演習データ:
"""

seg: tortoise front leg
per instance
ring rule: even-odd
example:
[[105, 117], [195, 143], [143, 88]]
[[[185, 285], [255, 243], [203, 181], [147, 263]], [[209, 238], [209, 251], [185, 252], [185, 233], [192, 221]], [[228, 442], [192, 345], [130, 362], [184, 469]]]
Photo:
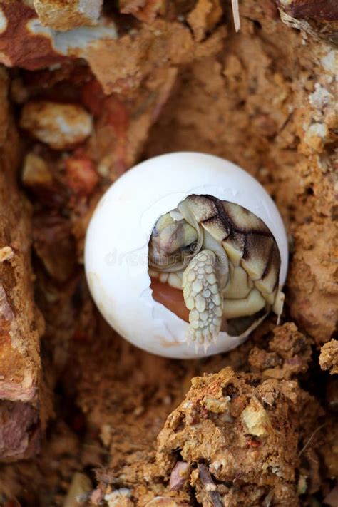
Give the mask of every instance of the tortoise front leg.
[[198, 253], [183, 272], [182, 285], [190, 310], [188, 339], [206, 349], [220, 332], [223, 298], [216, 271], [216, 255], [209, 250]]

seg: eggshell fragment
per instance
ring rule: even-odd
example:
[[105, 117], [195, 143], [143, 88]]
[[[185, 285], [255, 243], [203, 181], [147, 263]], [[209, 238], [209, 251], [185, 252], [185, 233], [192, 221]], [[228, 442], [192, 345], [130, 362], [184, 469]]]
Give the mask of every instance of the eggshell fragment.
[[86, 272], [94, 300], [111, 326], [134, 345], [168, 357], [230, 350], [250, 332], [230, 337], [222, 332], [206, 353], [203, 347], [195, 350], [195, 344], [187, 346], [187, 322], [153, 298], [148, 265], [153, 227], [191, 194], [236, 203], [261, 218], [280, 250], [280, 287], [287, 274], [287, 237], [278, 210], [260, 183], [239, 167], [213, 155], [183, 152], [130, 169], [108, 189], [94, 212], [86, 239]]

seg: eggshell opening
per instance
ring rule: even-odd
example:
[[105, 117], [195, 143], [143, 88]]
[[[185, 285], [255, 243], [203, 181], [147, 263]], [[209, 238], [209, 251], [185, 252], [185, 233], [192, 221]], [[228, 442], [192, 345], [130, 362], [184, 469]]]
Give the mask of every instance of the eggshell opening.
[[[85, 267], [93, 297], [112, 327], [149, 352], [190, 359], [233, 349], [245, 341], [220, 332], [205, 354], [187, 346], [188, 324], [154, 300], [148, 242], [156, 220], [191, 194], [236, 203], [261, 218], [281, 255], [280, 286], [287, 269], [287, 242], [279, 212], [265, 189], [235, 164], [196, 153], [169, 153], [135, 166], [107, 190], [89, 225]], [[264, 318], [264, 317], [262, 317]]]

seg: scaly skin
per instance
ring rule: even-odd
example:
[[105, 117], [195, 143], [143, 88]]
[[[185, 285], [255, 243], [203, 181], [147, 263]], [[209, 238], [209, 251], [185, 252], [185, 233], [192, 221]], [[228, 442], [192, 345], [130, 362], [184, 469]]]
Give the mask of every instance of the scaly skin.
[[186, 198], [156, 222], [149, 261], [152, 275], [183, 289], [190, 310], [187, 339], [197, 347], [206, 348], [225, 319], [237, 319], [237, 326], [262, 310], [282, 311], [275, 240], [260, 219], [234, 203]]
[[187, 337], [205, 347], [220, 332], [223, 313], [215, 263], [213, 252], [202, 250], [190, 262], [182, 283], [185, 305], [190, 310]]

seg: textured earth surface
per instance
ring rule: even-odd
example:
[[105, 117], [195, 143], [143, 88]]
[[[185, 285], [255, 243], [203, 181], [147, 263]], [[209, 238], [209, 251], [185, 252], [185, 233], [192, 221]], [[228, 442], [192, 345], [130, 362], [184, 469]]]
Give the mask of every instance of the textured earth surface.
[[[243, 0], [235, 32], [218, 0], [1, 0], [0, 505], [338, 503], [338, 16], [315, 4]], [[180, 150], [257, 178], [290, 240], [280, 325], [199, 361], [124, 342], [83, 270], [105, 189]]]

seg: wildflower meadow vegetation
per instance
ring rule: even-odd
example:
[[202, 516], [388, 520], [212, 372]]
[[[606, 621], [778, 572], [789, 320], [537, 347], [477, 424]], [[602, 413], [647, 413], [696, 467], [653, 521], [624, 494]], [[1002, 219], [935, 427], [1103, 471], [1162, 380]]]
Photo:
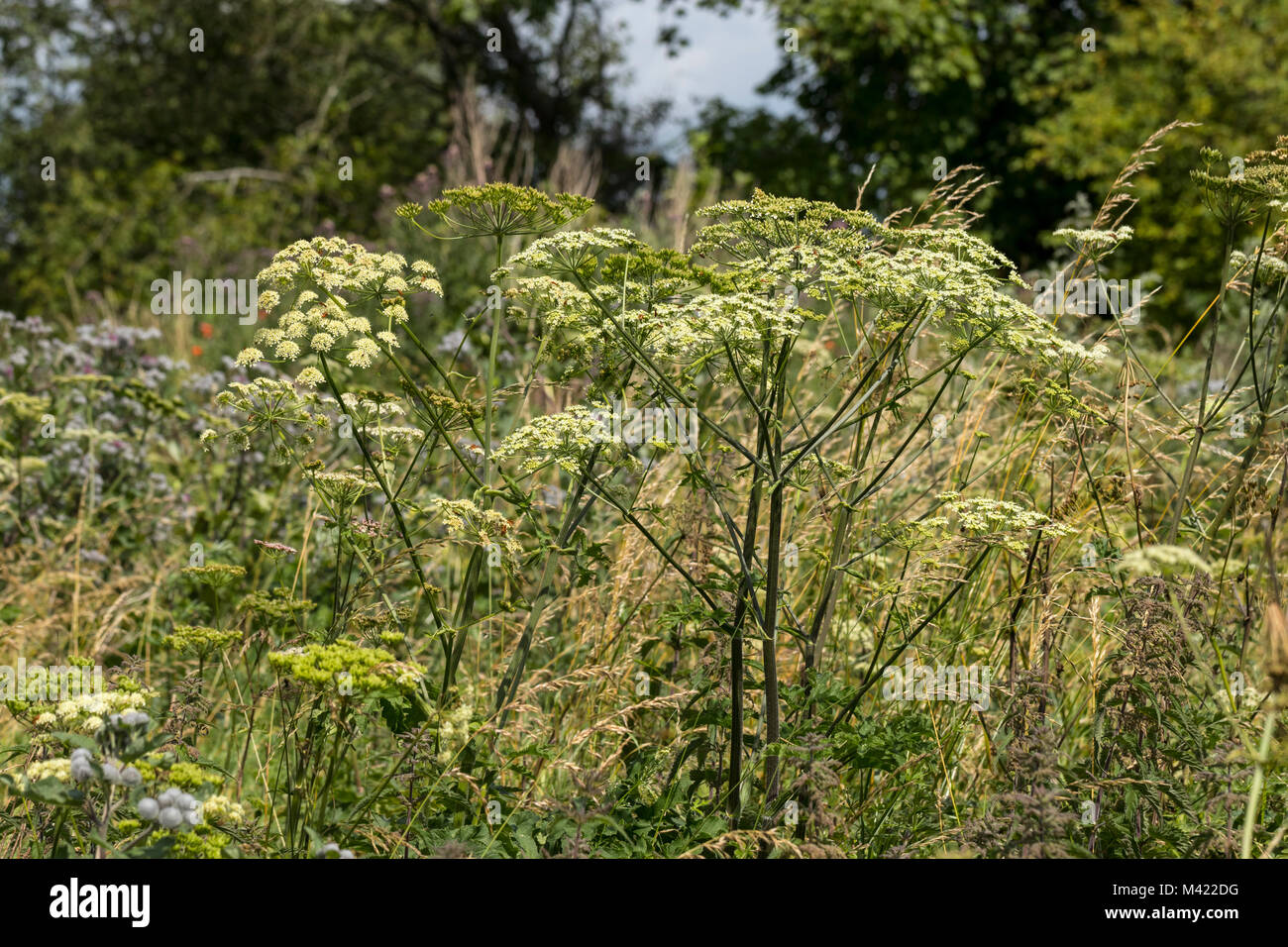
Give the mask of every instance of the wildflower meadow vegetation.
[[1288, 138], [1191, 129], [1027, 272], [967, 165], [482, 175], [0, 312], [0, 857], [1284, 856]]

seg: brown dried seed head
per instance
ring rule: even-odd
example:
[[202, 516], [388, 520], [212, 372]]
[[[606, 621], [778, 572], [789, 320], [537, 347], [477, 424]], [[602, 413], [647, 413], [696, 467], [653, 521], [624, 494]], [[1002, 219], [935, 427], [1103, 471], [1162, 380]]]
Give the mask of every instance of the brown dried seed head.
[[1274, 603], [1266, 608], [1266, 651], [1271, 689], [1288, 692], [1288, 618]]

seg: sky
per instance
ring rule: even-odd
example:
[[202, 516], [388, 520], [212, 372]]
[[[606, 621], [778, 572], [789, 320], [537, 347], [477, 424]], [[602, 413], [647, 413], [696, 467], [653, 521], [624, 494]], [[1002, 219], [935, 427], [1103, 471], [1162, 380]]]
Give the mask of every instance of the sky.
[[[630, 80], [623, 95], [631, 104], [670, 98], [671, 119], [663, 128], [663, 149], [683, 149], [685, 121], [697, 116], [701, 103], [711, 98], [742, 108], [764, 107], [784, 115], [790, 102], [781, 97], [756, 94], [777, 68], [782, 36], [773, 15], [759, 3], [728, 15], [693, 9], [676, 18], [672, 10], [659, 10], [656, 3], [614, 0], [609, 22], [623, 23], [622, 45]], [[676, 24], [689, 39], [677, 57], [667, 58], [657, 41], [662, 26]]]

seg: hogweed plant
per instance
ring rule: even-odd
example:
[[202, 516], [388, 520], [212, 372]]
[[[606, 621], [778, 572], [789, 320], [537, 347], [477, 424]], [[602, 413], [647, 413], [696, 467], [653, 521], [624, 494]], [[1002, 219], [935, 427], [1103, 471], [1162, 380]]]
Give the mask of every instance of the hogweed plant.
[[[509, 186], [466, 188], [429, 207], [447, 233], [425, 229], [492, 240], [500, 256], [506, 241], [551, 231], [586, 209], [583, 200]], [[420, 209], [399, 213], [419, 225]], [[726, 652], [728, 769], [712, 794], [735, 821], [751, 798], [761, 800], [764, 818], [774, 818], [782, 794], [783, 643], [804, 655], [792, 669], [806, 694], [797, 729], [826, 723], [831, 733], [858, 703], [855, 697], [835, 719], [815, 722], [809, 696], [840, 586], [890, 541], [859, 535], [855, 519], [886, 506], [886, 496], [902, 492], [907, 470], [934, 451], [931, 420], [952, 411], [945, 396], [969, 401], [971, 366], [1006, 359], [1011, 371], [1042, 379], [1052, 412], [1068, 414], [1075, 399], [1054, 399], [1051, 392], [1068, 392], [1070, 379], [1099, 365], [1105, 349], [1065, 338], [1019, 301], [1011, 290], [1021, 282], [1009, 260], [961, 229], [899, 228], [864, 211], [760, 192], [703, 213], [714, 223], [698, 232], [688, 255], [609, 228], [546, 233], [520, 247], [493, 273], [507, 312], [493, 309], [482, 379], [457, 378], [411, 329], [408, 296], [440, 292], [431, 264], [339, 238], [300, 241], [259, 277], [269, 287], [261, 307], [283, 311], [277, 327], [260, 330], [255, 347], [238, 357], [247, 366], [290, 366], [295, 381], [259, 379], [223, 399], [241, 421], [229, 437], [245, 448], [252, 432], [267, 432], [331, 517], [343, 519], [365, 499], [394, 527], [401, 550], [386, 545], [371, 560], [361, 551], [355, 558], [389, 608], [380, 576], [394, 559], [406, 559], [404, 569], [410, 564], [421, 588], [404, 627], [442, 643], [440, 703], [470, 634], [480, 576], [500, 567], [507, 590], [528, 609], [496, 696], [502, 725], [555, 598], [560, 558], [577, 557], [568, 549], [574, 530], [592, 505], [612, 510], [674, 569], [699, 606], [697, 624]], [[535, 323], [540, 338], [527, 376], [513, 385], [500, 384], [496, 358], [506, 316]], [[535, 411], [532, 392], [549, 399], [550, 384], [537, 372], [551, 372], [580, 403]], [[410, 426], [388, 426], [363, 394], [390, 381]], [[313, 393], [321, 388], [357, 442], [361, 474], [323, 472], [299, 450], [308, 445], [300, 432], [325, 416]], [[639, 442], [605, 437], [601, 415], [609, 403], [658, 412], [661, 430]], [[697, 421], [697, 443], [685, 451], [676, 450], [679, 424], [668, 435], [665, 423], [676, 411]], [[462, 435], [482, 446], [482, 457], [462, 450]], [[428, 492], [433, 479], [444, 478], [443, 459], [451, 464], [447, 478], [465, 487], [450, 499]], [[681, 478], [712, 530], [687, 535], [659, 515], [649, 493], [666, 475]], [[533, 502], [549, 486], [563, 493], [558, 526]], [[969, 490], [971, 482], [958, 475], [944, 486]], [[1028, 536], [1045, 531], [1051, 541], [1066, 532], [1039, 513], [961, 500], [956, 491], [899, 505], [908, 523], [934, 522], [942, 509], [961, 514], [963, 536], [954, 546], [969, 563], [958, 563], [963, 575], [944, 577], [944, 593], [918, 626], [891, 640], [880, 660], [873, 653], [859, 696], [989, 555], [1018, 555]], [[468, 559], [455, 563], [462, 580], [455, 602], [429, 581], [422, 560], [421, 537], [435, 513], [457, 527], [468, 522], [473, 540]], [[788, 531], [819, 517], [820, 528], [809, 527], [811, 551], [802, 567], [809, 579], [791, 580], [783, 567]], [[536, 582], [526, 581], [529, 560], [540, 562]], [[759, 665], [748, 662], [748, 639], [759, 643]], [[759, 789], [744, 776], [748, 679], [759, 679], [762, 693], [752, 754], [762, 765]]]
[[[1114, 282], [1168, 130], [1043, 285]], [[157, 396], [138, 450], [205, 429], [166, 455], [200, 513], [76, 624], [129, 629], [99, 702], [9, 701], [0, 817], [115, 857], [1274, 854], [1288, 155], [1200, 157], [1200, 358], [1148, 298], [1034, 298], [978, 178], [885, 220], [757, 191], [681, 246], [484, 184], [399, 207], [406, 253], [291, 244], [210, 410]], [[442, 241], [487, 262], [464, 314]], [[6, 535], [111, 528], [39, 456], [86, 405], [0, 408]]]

"""

作業内容:
上のリストのうち、「seg: textured earth surface」を含む行から「692], [1288, 618]]」を含む行までを、両端の行も含めてそのまま書き写してください。画像は省いてください。

記述回答:
seg: textured earth surface
per instance
ring rule: even-odd
example:
[[105, 117], [195, 143], [143, 88]]
[[[185, 285], [255, 243], [203, 181], [147, 263]], [[209, 238], [209, 251], [185, 252], [185, 233], [192, 221]], [[228, 442], [192, 345], [130, 362], [184, 469]]]
Give the mask of every instance of the textured earth surface.
[[[243, 0], [235, 32], [218, 0], [1, 0], [0, 505], [338, 503], [338, 16], [315, 4]], [[180, 150], [257, 178], [290, 240], [280, 325], [199, 361], [124, 342], [83, 270], [105, 189]]]

seg: wildflower meadow vegetation
per instance
ring rule: even-odd
example:
[[202, 516], [388, 520], [212, 372]]
[[[606, 621], [778, 572], [789, 320], [537, 347], [477, 424]], [[602, 413], [647, 413], [696, 467], [653, 521], [624, 494]], [[1002, 219], [935, 427], [1103, 471], [1162, 380]]]
Photo:
Give the mask of every instance of the wildflower meadow vegetation.
[[1288, 138], [1191, 129], [1027, 272], [967, 165], [482, 175], [0, 312], [0, 857], [1284, 856]]

seg: brown dried seed head
per instance
ring rule: even-odd
example:
[[202, 516], [388, 520], [212, 372]]
[[[606, 621], [778, 572], [789, 320], [537, 347], [477, 424]], [[602, 413], [647, 413], [696, 467], [653, 521], [624, 494]], [[1002, 219], [935, 427], [1103, 471], [1162, 380]]]
Give the mask of every instance of the brown dried seed head.
[[1274, 603], [1266, 608], [1266, 651], [1271, 689], [1288, 692], [1288, 618]]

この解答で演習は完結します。